Transcribe all records, preserving every character.
'''
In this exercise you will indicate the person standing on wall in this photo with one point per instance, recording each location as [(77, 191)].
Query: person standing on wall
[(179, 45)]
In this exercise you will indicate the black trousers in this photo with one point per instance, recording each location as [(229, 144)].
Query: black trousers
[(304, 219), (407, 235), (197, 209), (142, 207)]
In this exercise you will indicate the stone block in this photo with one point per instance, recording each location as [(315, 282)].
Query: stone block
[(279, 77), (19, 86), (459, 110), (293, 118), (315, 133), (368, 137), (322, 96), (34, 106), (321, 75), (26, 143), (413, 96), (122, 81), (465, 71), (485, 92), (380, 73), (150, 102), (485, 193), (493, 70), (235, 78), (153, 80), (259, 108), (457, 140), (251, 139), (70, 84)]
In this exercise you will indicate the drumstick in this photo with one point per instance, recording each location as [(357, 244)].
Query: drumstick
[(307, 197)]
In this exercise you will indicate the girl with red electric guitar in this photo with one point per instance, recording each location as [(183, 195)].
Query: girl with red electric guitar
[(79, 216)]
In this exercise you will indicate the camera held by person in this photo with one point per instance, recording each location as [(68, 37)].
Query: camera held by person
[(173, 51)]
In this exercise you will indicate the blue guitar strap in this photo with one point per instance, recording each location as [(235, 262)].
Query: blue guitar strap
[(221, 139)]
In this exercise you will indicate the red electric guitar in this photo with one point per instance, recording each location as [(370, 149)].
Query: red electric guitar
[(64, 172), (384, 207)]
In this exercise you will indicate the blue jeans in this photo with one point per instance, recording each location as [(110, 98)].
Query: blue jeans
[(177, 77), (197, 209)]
'''
» **WRITTEN REPLY**:
In this exercise you will indicate the person standing on wall in this photo with one point per instance, recording each location as [(77, 191)].
Query: person standing on wall
[(179, 45)]
In this exercise you will indicate the black trousers in this photo with one point per instance, recording each location as [(229, 144)].
Query: black trousers
[(304, 219), (407, 235), (197, 209), (142, 207)]
In this exercise you will indicate the stone block in this photo with one point per instance, recording each location as [(315, 282)].
Query: stone block
[(279, 77), (19, 86), (459, 110), (293, 118), (315, 133), (368, 137), (322, 96), (34, 106), (321, 75), (26, 143), (413, 96), (122, 81), (465, 71), (485, 92), (380, 73), (150, 102), (485, 193), (493, 70), (235, 78), (153, 80), (259, 108), (457, 140), (251, 139), (70, 84)]
In this exercise you will indicate the drumstick in this photo with one point per instance, recording each location as [(357, 244)].
Query: drumstick
[(307, 197)]
In this exercise you will indicate the girl with red electric guitar in this photo with one point per instance, recording each location as [(183, 195)].
Query: girl with red electric guitar
[(79, 216)]
In this exercise you will indicate the camera held by person in this photo with one point per instance, recording each location as [(68, 37)].
Query: camera held by person
[(173, 51)]
In this exercise you will indicate the blue guitar strap in this photo with one point per instance, recording each location as [(235, 262)].
Query: blue guitar strap
[(221, 139)]
In this exercise you will indicate the red electric guitar in this photo with one point per instance, recording each location as [(370, 149)].
Query: red electric guitar
[(64, 172), (384, 207)]
In this exercise you will indicate the blue jeans in this photo with one point per instance, recording each location as [(110, 98)].
Query: blue jeans
[(177, 77), (197, 209)]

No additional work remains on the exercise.